--- WHAT THE TASK REQUIRES ---
In the album article, which award did Seeds from the Underground win, and in what category?

--- PROVIDED PASSAGE ---
____________
Studio album by Kenny Garrett
- Released: April 10, 2012
- Genre: Jazz
- Length: 70:01
- Label: Mack Avenue MAC 1063
- Producer: Kenny Garrett; Donald Brown; Maria Ehrenreich;

Kenny Garrett chronology
| Sketches of MD: Live at the Iridium (2008) | Seeds From The Underground (2012) | Pushing the World Away (2013) |

= Seeds from the Underground =

Seeds from the Underground is the thirteenth studio album by saxophonist Kenny Garrett. It was released on April 10, 2012, on Mack Avenue Records and received two Grammy Award nominations in Best Jazz Instrumental Album and Best Improvised Jazz Solo categories, as well as an NAACP Image Award nomination in the Outstanding Jazz Album category, a Soul Train Award nomination in the Best Traditional Jazz Artist/Group category, a Jazz Awards nomination for Alto Saxophonist of the Year and an Echo Award win in the Saxophonist of the Year category. It features Garrett in a quintet with pianist Benito Gonzalez, bassist Nat Reeves, percussionist Rudy Bird, and drummer Ronald Bruner, along with a small choir.

== Critical reception ==
The album received a 77/100 score on Metacritic, based on four reviews from mainstream media.

Professional ratings
Review scores
| Source | Rating |
| AllMusic | Star |
| The New York Times | (favorable) |
| The Guardian | Star |
| PopMatters | 8/10 |

== Track listing ==

| No. | Title | Length |
|---|---|---|
| 1. | "Boogety Boogety" | 9:03 |
| 2. | "J. Mac" | 6:26 |
| 3. | "Wiggins" | 7:37 |
| 4. | "Haynes Here" | 7:27 |
| 5. | "Detroit" | 4:21 |
| 6. | "Seeds from the Underground" | 8:08 |
| 7. | "Du-Wo-Mo" | 8:16 |
| 8. | "Welcome Earth Song" | 8:43 |
| 9. | "Ballad Jarrett" | 6:22 |
| 10. | "Laviso, I Bon?" | 3:38 |
| Total length: |  | 70:01 |

== Personnel ==
Musicians
- Kenny Garrett – alto saxophone, soprano saxophone, piano
- Benito Gonzalez – piano
- Nat Reeves – bass
- Ronald Bruner – drums
- Rudy Bird – batá, percussion, vocals
- Donald Brown – vocals
- Rusty Chops – vocals
- Sengbe Kona Khasu – vocals
- Nedelka Prescod – vocals
- Misha Tarasov – vocals

Technical
- Kenny Garrett, Donald Brown, Maria Ehrenreich – producer
- Gretchen Valade – executive producer, liner notes
- Greg Calbi – engineer (mastering)
____________
Labeled-object pointing entries:
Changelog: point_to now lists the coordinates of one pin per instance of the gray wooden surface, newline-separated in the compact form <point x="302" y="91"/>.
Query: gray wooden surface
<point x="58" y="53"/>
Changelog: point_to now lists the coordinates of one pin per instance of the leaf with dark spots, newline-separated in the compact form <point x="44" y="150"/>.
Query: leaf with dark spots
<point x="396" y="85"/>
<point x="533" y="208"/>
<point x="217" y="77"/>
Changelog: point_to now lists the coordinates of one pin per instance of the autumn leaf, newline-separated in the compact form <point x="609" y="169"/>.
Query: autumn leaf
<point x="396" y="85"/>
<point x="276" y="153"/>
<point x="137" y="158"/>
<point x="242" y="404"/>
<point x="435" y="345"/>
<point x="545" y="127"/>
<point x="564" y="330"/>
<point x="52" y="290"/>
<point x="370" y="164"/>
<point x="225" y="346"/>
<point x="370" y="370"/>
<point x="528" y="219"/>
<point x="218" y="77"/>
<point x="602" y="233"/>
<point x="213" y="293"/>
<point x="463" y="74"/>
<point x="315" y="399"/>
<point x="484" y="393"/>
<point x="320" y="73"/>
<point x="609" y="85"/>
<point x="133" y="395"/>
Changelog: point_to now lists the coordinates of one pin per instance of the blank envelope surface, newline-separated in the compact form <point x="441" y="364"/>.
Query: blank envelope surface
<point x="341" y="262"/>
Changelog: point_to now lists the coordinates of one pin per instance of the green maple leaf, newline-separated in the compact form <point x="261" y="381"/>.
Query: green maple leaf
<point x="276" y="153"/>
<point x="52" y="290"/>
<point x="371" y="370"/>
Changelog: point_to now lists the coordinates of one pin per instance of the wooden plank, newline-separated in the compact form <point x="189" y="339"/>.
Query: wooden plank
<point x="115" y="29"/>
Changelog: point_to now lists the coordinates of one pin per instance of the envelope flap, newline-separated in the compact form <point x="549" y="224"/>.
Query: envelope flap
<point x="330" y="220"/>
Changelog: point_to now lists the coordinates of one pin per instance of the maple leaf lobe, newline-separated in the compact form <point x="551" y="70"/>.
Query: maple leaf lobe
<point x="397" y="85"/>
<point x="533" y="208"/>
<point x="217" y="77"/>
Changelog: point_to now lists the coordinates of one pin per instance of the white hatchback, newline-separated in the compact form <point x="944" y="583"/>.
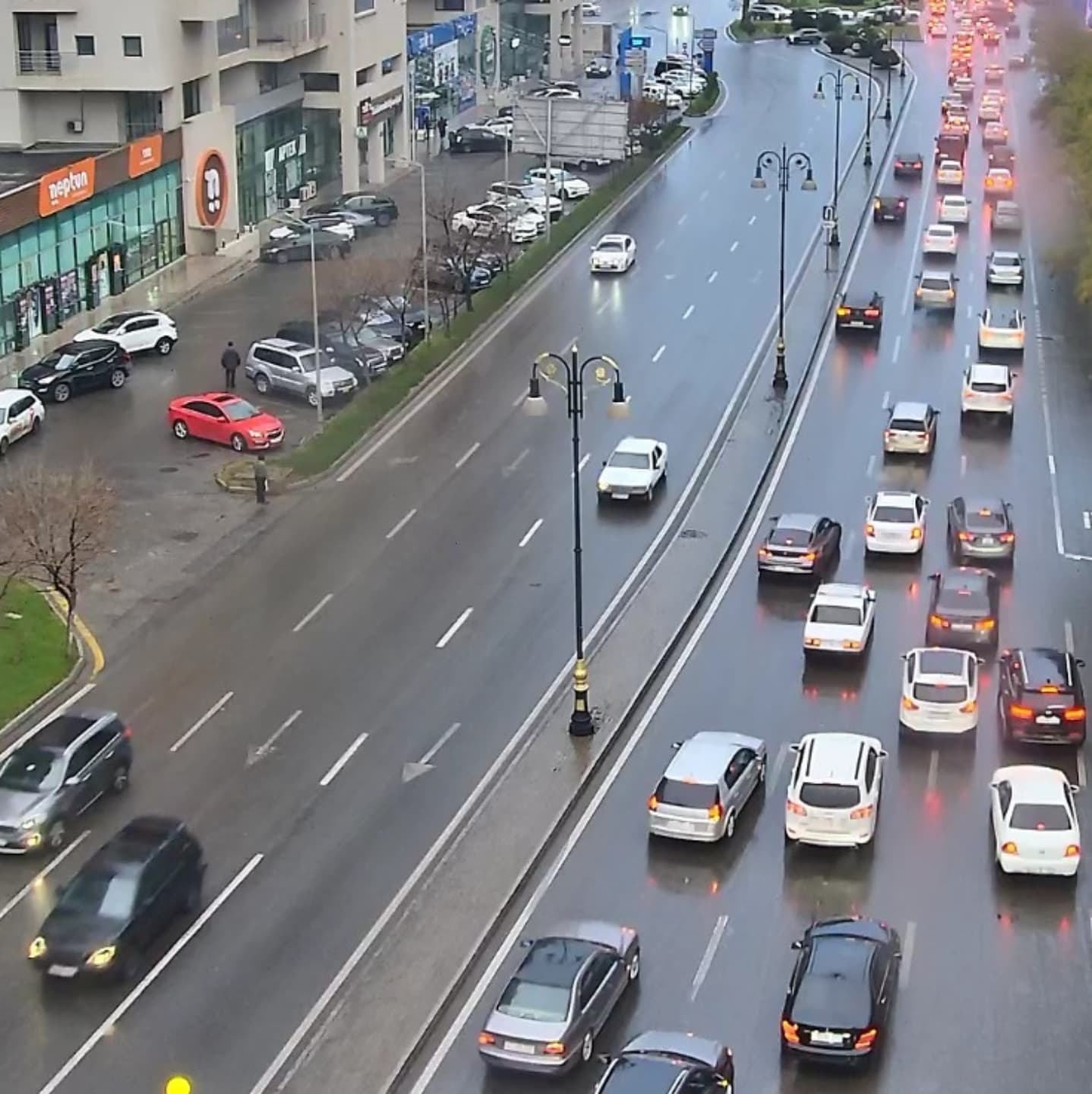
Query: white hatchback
<point x="940" y="240"/>
<point x="1034" y="820"/>
<point x="835" y="790"/>
<point x="895" y="523"/>
<point x="840" y="619"/>
<point x="940" y="691"/>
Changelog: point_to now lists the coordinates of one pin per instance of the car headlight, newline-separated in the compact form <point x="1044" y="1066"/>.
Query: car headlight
<point x="102" y="957"/>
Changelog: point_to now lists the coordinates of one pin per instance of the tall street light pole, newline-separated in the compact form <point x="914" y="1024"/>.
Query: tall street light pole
<point x="784" y="163"/>
<point x="838" y="80"/>
<point x="550" y="367"/>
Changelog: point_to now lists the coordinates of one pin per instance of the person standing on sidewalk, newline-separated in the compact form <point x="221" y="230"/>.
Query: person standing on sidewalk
<point x="230" y="362"/>
<point x="260" y="479"/>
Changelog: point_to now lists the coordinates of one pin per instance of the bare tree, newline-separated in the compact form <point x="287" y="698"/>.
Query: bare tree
<point x="55" y="524"/>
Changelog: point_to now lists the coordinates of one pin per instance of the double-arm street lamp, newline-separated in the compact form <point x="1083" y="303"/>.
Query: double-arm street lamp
<point x="838" y="80"/>
<point x="550" y="367"/>
<point x="784" y="162"/>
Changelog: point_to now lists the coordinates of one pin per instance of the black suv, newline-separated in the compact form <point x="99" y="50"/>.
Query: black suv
<point x="841" y="991"/>
<point x="77" y="367"/>
<point x="1040" y="697"/>
<point x="57" y="775"/>
<point x="121" y="902"/>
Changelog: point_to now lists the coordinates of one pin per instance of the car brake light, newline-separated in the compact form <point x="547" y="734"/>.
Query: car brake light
<point x="866" y="1039"/>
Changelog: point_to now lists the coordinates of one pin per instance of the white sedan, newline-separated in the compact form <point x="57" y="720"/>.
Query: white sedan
<point x="21" y="414"/>
<point x="840" y="619"/>
<point x="1002" y="330"/>
<point x="136" y="332"/>
<point x="1034" y="820"/>
<point x="636" y="469"/>
<point x="895" y="523"/>
<point x="614" y="254"/>
<point x="940" y="240"/>
<point x="940" y="691"/>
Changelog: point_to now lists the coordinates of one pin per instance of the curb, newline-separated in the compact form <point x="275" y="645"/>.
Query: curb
<point x="622" y="723"/>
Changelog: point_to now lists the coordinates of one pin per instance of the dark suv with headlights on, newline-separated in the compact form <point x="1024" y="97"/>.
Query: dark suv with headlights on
<point x="1041" y="698"/>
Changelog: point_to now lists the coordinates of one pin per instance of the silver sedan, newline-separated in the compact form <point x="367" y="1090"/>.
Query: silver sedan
<point x="551" y="1011"/>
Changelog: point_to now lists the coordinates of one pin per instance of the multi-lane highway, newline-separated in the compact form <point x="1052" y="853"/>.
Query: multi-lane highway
<point x="422" y="596"/>
<point x="995" y="988"/>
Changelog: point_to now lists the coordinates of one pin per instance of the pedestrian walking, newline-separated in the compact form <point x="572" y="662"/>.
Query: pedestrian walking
<point x="230" y="362"/>
<point x="260" y="479"/>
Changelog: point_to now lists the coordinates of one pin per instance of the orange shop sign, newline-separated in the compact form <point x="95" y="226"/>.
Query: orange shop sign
<point x="146" y="154"/>
<point x="67" y="186"/>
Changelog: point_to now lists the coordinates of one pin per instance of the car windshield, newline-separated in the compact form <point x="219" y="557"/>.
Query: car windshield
<point x="539" y="1002"/>
<point x="830" y="795"/>
<point x="32" y="770"/>
<point x="1040" y="817"/>
<point x="631" y="460"/>
<point x="838" y="614"/>
<point x="239" y="410"/>
<point x="99" y="893"/>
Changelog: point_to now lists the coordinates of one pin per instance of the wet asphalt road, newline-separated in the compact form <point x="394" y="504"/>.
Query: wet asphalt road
<point x="251" y="696"/>
<point x="995" y="989"/>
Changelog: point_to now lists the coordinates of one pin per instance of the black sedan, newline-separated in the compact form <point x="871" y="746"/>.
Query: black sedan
<point x="980" y="527"/>
<point x="963" y="609"/>
<point x="77" y="367"/>
<point x="668" y="1062"/>
<point x="860" y="312"/>
<point x="888" y="208"/>
<point x="908" y="166"/>
<point x="1041" y="698"/>
<point x="842" y="989"/>
<point x="800" y="542"/>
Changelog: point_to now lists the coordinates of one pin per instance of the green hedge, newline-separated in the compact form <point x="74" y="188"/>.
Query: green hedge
<point x="341" y="432"/>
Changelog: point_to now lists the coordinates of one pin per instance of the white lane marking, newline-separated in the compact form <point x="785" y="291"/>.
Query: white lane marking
<point x="475" y="997"/>
<point x="401" y="524"/>
<point x="466" y="455"/>
<point x="528" y="535"/>
<point x="454" y="629"/>
<point x="74" y="698"/>
<point x="112" y="1020"/>
<point x="342" y="760"/>
<point x="470" y="802"/>
<point x="907" y="954"/>
<point x="711" y="952"/>
<point x="263" y="751"/>
<point x="210" y="713"/>
<point x="44" y="873"/>
<point x="314" y="612"/>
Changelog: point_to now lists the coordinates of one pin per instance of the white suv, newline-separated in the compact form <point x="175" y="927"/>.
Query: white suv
<point x="940" y="691"/>
<point x="835" y="791"/>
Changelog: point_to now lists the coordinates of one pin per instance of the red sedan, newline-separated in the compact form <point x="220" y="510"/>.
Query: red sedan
<point x="226" y="419"/>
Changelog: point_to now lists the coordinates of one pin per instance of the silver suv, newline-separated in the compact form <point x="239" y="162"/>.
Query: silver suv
<point x="57" y="775"/>
<point x="279" y="365"/>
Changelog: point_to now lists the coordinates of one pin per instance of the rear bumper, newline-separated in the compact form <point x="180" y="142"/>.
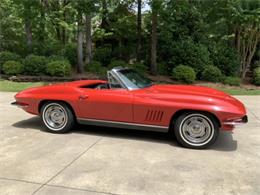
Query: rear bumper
<point x="20" y="104"/>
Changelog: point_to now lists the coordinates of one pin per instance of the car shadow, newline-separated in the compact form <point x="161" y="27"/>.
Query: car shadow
<point x="224" y="142"/>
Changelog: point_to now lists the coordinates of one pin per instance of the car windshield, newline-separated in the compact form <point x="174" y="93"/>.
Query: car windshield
<point x="133" y="79"/>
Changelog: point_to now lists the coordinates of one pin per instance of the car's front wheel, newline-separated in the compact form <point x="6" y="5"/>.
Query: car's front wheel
<point x="57" y="117"/>
<point x="196" y="130"/>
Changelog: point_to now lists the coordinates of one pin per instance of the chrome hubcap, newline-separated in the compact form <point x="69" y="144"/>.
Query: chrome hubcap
<point x="197" y="129"/>
<point x="55" y="117"/>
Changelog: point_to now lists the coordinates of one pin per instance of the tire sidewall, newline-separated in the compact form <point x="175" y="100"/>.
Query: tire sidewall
<point x="178" y="131"/>
<point x="69" y="121"/>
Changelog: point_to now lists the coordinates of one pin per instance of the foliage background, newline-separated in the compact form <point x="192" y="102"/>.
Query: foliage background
<point x="153" y="35"/>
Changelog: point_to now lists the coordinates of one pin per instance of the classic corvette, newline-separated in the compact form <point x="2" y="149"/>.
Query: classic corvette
<point x="195" y="114"/>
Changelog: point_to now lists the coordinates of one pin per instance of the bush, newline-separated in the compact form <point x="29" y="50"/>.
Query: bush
<point x="103" y="55"/>
<point x="191" y="54"/>
<point x="163" y="69"/>
<point x="184" y="73"/>
<point x="8" y="56"/>
<point x="59" y="68"/>
<point x="256" y="76"/>
<point x="225" y="58"/>
<point x="140" y="67"/>
<point x="212" y="74"/>
<point x="35" y="65"/>
<point x="233" y="81"/>
<point x="12" y="68"/>
<point x="116" y="63"/>
<point x="55" y="58"/>
<point x="96" y="67"/>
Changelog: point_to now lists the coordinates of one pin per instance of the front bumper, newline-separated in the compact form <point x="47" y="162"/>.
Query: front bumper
<point x="237" y="121"/>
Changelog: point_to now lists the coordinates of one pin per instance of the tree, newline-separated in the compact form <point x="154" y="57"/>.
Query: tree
<point x="155" y="5"/>
<point x="242" y="21"/>
<point x="139" y="29"/>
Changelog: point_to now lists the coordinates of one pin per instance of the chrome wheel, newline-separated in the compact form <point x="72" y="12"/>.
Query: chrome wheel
<point x="55" y="116"/>
<point x="196" y="129"/>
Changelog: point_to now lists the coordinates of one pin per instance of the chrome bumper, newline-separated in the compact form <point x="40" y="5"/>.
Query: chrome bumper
<point x="238" y="121"/>
<point x="20" y="105"/>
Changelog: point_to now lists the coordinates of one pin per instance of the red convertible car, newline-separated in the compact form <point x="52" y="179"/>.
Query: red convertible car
<point x="129" y="100"/>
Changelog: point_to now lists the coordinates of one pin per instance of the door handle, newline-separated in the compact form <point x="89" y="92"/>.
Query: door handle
<point x="83" y="97"/>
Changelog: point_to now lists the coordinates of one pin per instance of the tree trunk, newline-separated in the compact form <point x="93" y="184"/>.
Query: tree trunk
<point x="120" y="47"/>
<point x="80" y="64"/>
<point x="88" y="56"/>
<point x="247" y="51"/>
<point x="42" y="22"/>
<point x="154" y="43"/>
<point x="139" y="30"/>
<point x="28" y="32"/>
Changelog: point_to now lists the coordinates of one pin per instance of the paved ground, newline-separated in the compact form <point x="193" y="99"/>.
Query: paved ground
<point x="94" y="160"/>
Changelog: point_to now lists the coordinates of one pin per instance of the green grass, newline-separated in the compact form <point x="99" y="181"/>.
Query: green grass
<point x="19" y="86"/>
<point x="10" y="86"/>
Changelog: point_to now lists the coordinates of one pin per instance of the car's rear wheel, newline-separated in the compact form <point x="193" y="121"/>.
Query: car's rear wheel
<point x="57" y="117"/>
<point x="196" y="130"/>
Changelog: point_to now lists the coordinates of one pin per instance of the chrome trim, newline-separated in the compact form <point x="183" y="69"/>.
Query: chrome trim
<point x="125" y="125"/>
<point x="18" y="105"/>
<point x="238" y="121"/>
<point x="233" y="123"/>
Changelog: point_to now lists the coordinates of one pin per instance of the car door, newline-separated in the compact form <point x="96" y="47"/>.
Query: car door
<point x="106" y="104"/>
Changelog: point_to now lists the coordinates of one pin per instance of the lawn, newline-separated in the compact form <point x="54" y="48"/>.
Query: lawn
<point x="18" y="86"/>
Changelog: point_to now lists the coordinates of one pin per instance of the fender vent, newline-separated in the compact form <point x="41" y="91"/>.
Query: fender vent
<point x="154" y="115"/>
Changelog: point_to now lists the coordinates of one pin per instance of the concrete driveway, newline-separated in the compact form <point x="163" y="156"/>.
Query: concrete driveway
<point x="94" y="160"/>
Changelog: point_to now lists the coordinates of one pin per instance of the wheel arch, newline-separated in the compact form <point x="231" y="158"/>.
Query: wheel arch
<point x="180" y="112"/>
<point x="42" y="102"/>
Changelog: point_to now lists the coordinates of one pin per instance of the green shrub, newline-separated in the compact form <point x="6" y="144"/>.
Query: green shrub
<point x="225" y="58"/>
<point x="116" y="63"/>
<point x="8" y="56"/>
<point x="35" y="65"/>
<point x="184" y="73"/>
<point x="191" y="54"/>
<point x="59" y="68"/>
<point x="70" y="53"/>
<point x="140" y="67"/>
<point x="103" y="55"/>
<point x="256" y="76"/>
<point x="55" y="58"/>
<point x="233" y="81"/>
<point x="212" y="74"/>
<point x="163" y="69"/>
<point x="12" y="68"/>
<point x="96" y="67"/>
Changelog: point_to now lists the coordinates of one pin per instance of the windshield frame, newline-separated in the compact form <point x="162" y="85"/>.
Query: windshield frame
<point x="126" y="82"/>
____________
--- ANSWER TO THIS TASK ---
An Echo Award, in the Saxophonist of the Year category.